* _Exercise aim_: Extract, word for word, the lines of the entries below, beginning with the line that contains "Sample: x=58, y=318." and continuing through the line that contains "x=124, y=181", with both of those lines included.

(Dataset excerpts on object pointing)
•••

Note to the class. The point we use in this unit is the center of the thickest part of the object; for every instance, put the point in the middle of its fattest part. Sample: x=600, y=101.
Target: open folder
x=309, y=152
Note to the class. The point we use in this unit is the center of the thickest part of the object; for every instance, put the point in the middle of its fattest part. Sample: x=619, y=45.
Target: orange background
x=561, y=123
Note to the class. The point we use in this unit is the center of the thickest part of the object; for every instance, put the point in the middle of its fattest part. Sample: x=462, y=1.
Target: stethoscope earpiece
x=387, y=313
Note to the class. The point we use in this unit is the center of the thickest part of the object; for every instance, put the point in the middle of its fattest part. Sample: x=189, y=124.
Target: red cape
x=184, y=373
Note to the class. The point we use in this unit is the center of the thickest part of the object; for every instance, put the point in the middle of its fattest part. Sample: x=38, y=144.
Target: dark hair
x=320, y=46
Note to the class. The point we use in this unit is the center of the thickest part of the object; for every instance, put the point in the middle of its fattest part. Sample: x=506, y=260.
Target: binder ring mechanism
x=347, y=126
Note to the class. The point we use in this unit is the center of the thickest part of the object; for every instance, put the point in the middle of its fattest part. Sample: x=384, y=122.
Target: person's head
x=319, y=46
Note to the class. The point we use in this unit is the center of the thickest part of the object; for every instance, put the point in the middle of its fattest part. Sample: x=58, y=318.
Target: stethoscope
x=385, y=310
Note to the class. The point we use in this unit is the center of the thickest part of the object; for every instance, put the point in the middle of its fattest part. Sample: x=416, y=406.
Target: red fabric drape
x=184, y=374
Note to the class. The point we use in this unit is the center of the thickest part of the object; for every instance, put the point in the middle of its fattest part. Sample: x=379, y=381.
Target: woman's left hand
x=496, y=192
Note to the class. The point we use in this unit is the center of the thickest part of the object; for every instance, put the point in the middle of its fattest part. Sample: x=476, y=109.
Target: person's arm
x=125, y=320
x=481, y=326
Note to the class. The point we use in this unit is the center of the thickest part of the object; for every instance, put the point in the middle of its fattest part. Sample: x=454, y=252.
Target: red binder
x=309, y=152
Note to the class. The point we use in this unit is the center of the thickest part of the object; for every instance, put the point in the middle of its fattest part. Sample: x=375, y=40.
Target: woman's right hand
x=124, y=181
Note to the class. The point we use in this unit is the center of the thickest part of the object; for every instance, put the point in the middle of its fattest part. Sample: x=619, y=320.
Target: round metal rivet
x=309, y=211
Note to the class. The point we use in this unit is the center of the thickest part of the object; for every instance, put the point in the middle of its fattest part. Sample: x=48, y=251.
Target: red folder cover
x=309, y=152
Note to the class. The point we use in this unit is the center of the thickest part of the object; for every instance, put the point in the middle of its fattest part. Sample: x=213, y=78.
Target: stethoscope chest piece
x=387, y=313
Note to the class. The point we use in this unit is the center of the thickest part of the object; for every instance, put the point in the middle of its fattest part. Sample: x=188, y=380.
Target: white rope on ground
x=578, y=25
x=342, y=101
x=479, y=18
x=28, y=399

•••

* _Correct response_:
Note to the class. The point we use in this unit is the center of the thickest part of the object; for every instance, put the point in the middle of its fattest part. Sample: x=58, y=318.
Target: stethoscope
x=385, y=310
Note to the class. The point we use in this unit is the center of the thickest part of the object; for every instance, put the point in the middle of its fattest part. Sample: x=416, y=406.
Target: red fabric drape
x=184, y=374
Note to the class. The point we use in this unit is the center of the thickest part of the object; for every instance, put the point in the middle of its fattest part. Sample: x=379, y=381.
Target: woman's left hand
x=496, y=192
Note to the class. The point we use in this unit is the center of the thickest part of the object; for every instance, put the point in the middle of its fattest part. Sample: x=476, y=109.
Target: person's arm
x=125, y=320
x=481, y=326
Note to the class. The point we use in this unit is the center of the thickest part of the object; for every instance, put the point in the middle of its fattest part. Sample: x=454, y=252.
Target: red binder
x=309, y=152
Note to the class. The point we use in this unit is the center of the thickest part of the object; for every instance, put the point in the middle of its fattest part. Sample: x=375, y=40.
Target: woman's right hand
x=124, y=181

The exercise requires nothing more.